Text segment:
┄┄┄┄┄┄┄┄┄┄┄┄┄┄┄┄┄┄┄┄

Tattoo

A PEPE CARVALHO INVESTIGATION

Translated by Nick Caistor

Part of Melville International Crime

In a Spain still stifled under the rule of Franco, former CIA operative — and former Communist — Pepe Carvalho has become so cynical he seems to care about nothing except food and sex. He’s even taken to burning the occasional book in his Barcelona apartment, just so he can have a fire going in the fireplace when he eats some bacalhao.

But when he sees the cops bungling a case he’s hired to investigate — that of a body pulled out of the sea — he’s roused by a sense of injustice. The cops think the murder was connected to local drug dealers and brothels, and they begin raiding bars and harassing Barcelona’s women of the night. But Carvalho’s gut tells him something else is going on, and the cops are wrong once again.

But as the cops stir up more and more trouble, and Carvalho gets more and more entwined, he’s only got one clue: a tattoo on the dead man’s body: “Born to Raise Hell in Hell.”

┄┄┄┄┄┄┄┄┄┄┄┄┄┄┄┄┄┄┄┄

Input:

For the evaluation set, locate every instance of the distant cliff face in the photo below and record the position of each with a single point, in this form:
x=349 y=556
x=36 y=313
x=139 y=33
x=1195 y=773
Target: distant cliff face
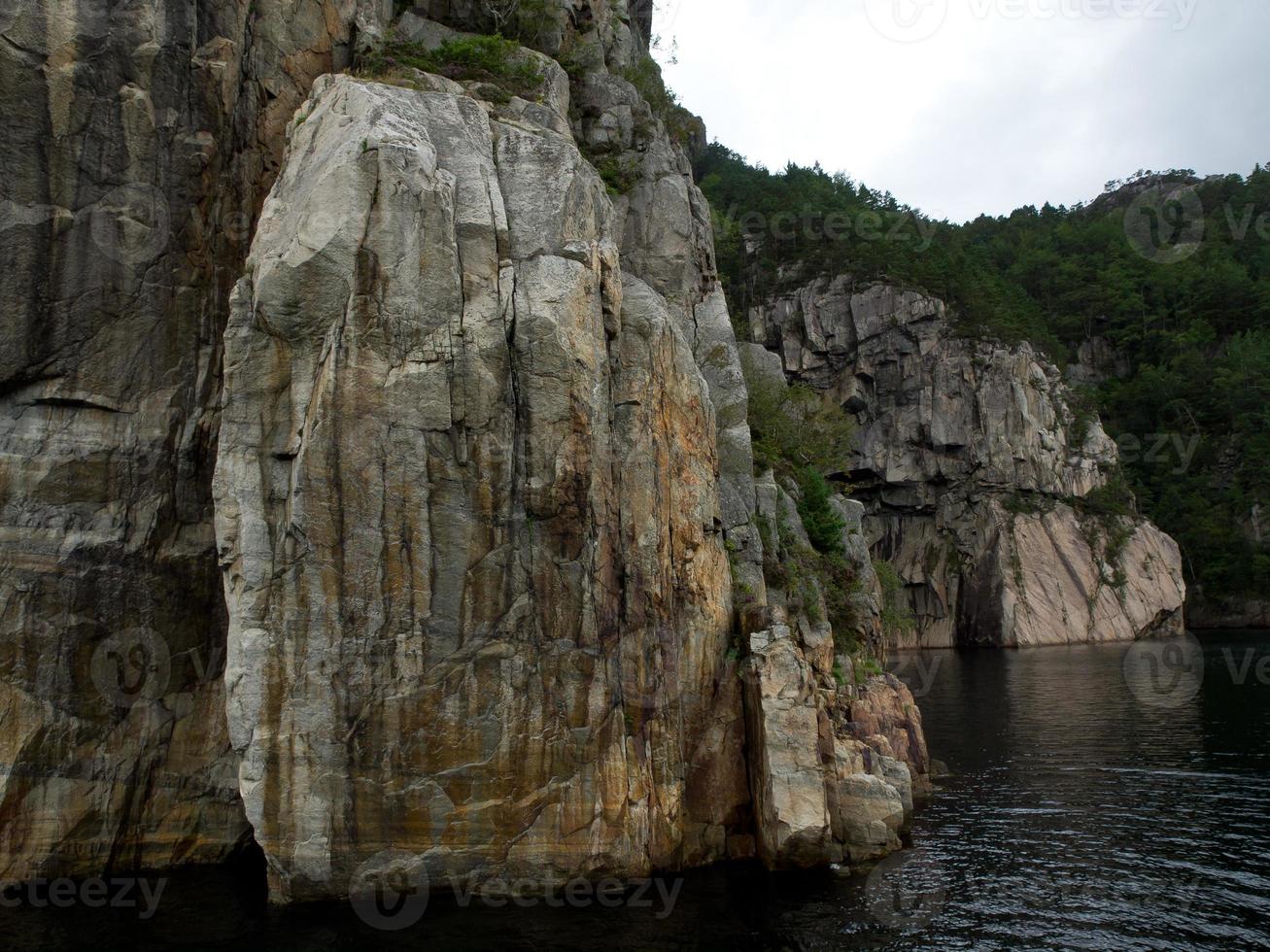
x=484 y=507
x=969 y=459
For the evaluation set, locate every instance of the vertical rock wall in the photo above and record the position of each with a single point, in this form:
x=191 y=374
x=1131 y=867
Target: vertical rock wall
x=140 y=139
x=484 y=489
x=969 y=463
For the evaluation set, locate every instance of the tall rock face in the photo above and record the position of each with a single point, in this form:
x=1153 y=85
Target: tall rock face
x=969 y=464
x=140 y=139
x=484 y=500
x=426 y=528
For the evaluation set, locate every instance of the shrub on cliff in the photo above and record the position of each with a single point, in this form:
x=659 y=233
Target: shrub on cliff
x=823 y=525
x=492 y=58
x=794 y=426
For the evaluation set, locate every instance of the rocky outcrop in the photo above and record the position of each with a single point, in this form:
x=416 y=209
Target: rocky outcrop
x=972 y=467
x=484 y=508
x=836 y=756
x=140 y=140
x=484 y=497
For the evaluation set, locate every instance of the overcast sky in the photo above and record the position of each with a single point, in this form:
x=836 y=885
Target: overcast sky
x=960 y=107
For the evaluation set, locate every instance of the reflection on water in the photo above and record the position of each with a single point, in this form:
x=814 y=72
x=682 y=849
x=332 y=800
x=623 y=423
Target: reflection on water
x=1077 y=815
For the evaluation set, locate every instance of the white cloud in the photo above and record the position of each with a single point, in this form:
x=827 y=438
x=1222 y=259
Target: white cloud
x=1008 y=103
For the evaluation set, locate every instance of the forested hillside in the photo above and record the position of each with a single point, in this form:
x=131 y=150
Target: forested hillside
x=1159 y=310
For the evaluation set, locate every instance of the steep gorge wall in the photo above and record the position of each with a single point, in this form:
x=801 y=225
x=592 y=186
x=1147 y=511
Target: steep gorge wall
x=969 y=459
x=140 y=139
x=483 y=492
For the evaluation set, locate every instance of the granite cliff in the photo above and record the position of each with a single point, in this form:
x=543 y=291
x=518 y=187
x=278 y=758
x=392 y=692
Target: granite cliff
x=980 y=483
x=376 y=472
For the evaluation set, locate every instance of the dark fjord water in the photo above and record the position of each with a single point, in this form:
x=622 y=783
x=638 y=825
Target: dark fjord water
x=1082 y=811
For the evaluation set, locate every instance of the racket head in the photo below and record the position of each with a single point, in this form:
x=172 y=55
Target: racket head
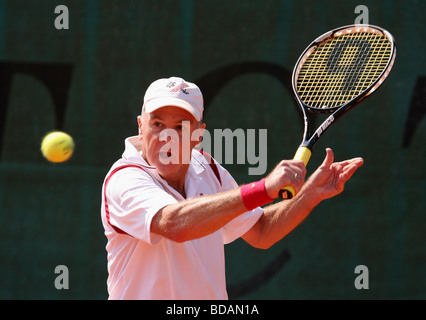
x=343 y=67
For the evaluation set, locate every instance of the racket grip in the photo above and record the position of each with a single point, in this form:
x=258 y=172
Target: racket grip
x=304 y=154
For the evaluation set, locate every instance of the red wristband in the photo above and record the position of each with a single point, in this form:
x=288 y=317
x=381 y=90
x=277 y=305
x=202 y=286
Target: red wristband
x=254 y=194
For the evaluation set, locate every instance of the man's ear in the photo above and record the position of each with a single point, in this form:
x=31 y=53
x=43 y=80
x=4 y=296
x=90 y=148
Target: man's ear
x=140 y=125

┄┄┄┄┄┄┄┄┄┄┄┄┄┄┄┄┄┄┄┄

Short exercise 1: Could you reproduce the book description word for word between "Translated by Nick" and "eats some bacalhao.", inclusive?
Short exercise 2: Can you rewrite only the rows between the lines holding "For the evaluation set, locate every instance of the reflection" and "x=1008 y=103", inclusive, keeping the requests and raising every answer coordinate by 114?
The book description and the rows have nothing to do with each other.

Expected output 1:
Translated by Nick Caistor

Part of Melville International Crime

In a Spain still stifled under the rule of Franco, former CIA operative — and former Communist — Pepe Carvalho has become so cynical he seems to care about nothing except food and sex. He’s even taken to burning the occasional book in his Barcelona apartment, just so he can have a fire going in the fireplace when he eats some bacalhao.

Expected output 2:
For the evaluation set, locate every instance of the reflection on water in the photo above and record the position of each with a single point, in this form:
x=814 y=72
x=682 y=849
x=332 y=800
x=623 y=423
Target: reflection on water
x=1191 y=929
For the evaluation set, locate every instance of the white cloud in the photo above and record the position of each with a single point, in this form:
x=827 y=438
x=1222 y=259
Target: white cloud
x=1122 y=217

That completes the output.